(Aim of the exercise) Repeat each line of the records below exactly.

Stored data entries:

<<<<

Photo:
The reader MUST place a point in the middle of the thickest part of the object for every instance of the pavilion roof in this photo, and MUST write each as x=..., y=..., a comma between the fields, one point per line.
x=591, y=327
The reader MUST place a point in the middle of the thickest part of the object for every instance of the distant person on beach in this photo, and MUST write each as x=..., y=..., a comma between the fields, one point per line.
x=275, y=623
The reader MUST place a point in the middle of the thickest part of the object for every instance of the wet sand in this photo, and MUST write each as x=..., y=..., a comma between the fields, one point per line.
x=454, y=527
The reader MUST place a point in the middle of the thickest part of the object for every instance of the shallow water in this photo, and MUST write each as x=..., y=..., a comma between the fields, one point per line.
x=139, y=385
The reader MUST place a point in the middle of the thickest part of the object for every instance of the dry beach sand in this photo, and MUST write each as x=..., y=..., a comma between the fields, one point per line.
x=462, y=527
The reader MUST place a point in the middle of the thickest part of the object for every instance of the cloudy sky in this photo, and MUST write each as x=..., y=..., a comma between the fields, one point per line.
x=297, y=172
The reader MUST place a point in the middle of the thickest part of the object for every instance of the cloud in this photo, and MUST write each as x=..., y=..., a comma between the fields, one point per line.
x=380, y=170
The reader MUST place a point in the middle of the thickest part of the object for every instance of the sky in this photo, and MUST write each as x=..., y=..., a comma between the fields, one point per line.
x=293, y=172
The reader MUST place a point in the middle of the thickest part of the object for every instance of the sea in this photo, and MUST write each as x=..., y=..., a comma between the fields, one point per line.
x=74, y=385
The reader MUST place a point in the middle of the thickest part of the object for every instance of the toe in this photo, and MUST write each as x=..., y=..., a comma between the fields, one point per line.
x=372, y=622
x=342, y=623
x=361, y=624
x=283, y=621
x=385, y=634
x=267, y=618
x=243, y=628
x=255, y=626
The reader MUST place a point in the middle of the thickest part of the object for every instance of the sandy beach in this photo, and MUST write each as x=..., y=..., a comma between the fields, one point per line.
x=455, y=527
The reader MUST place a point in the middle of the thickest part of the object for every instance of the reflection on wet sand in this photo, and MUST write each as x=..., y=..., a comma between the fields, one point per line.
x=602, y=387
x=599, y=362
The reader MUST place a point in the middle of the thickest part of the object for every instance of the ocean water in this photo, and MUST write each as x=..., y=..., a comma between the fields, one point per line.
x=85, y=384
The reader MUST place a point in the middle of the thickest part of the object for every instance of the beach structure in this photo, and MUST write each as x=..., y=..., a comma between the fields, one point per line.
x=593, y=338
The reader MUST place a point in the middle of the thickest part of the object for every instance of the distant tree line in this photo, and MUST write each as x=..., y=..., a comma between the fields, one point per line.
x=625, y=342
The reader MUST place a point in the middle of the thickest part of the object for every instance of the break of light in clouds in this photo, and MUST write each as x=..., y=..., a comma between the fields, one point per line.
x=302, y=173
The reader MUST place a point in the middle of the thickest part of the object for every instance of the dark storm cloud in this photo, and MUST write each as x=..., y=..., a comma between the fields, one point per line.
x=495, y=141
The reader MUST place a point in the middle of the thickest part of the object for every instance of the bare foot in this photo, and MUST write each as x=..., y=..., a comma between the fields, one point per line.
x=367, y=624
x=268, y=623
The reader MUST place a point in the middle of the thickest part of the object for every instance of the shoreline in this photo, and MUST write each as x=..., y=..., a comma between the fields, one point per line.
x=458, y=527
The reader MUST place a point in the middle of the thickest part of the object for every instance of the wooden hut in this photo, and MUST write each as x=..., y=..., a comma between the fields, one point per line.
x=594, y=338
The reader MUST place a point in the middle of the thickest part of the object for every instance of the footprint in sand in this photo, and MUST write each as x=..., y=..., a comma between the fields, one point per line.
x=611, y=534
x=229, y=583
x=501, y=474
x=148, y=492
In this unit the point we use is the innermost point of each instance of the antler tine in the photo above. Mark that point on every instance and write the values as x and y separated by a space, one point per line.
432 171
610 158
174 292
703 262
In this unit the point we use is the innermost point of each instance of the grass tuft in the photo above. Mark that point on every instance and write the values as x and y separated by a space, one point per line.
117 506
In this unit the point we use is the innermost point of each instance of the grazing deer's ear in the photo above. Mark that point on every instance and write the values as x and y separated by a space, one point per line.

>>>>

(Expected output)
Photo:
The reader MUST place a point in the middle of the thickest part of the object for every instance of the pavilion roof in this photo, and MUST write each as x=..., y=..., a comma between the fields, one point per line.
x=591, y=327
The reader MUST place a point in the middle of the thickest part of the object for every instance of the distant person on beach in this photo, and MUST write each as x=..., y=..., a comma between the fields, one point per line.
x=275, y=623
The reader MUST place a point in the middle of the thickest part of the object for every instance of the wet sand in this photo, and MUST write each as x=..., y=..., a comma between the fields, one point per line.
x=454, y=527
The reader MUST place a point in the middle of the thickest part of the object for every instance of the shallow water in this photo, and MUST write each as x=..., y=..., a comma between the fields, one point per line.
x=139, y=385
The reader MUST place a point in the middle of the thickest part of the object for every instance of the dry beach sand in this photo, and MUST write each as x=..., y=..., a comma between the fields, one point per line.
x=462, y=527
The reader MUST place a point in the middle of the thickest part of the object for every instance of the cloudy sky in this photo, and MUST write each as x=..., y=..., a comma between the fields, one point per line.
x=297, y=172
The reader MUST place a point in the middle of the thickest part of the object for every instance of the cloud in this photo, and MUST write each as x=..., y=..., a comma between the fields, one point per line.
x=380, y=170
The reader MUST place a point in the middle of the thickest part of the object for every instance of the sky in this photo, and MUST write each as x=..., y=..., a comma between the fields, one point per line.
x=293, y=172
The reader MUST place a point in the middle of the thickest part of the object for every instance of the sea in this photo, and MUST write each as x=..., y=..., a comma between the fields, one point per line.
x=74, y=385
The reader MUST place a point in the middle of the thickest part of the object for every instance of the toe in this photo, and MUST write each as x=..., y=..., a comma between the fields, one point per line.
x=372, y=622
x=342, y=623
x=361, y=624
x=283, y=621
x=385, y=634
x=267, y=618
x=243, y=628
x=255, y=626
The reader MUST place a point in the middle of the thickest part of the object for every instance of the sandy beach in this photo, and MUST write each as x=..., y=..., a comma between the fields, one point per line.
x=455, y=527
The reader MUST place a point in the middle of the thickest part of the object for every instance of the reflection on wet sand in this photo, and MUST write each as x=..., y=..., a comma between the fields, one point per line.
x=602, y=387
x=599, y=362
The reader MUST place a point in the middle of the thickest part of the object for every instance of the ocean water in this photo, and MUST write each as x=..., y=..., a comma between the fields, one point per line.
x=85, y=384
The reader MUST place a point in the middle of the thickest part of the object for every instance of the beach structure in this photo, and MUST write each as x=..., y=..., a comma between the fields, one point per line.
x=593, y=338
The reader MUST place a point in the middle of the thickest part of the object for every instance of the distant tree line in this photo, and MUST write each as x=..., y=..., a comma between the fields, one point per line.
x=625, y=342
The reader MUST place a point in the middle of the thickest part of the object for every instance of the break of light in clouds in this photo, and MUST write each as x=..., y=..., a comma between the fields, one point per line.
x=302, y=173
The reader MUST place a point in the middle of the thickest part of the object for every instance of the dark storm cloud in this photo, and MUST write each as x=..., y=..., a comma between the fields, one point per line.
x=495, y=141
The reader MUST place a point in the middle of the thickest part of the object for every instance of the bare foot in this photo, and MUST write each as x=..., y=..., a comma between the fields, one point per line.
x=367, y=624
x=268, y=623
The reader MUST place a point in the middle of the thickest part of the object for every instance of the shoreline in this photo, and MUST write each as x=..., y=..., a comma between the fields, one point per line.
x=458, y=527
The reader MUST place a point in the middle of the thickest part of the object for every instance of the wooden hut in this photo, and MUST write each as x=..., y=..., a comma between the fields, one point per line.
x=594, y=338
The reader MUST place a point in the middle of the thickest part of the object for every instance of the footprint in sand in this photo, and MUST write each as x=..., y=..., a comma between the fields, one point per line.
x=611, y=534
x=229, y=583
x=501, y=474
x=148, y=492
In this unit the point we use is the innermost point of each instance of the antler tine in the photo above. Mark that point on every instance and write the values as x and y separated by a space, one point per line.
432 171
610 158
174 292
703 262
In this unit the point we use is the innermost point of each instance of the grass tuft in the photo above. Mark that point on every instance and write the values as x and y separated by a space, one point per line.
117 506
In this unit the point we use is the innermost point of each instance of the grazing deer's ear in the photo above. Mark that point on every instance and write the values as x and y separated by a space, one point per line.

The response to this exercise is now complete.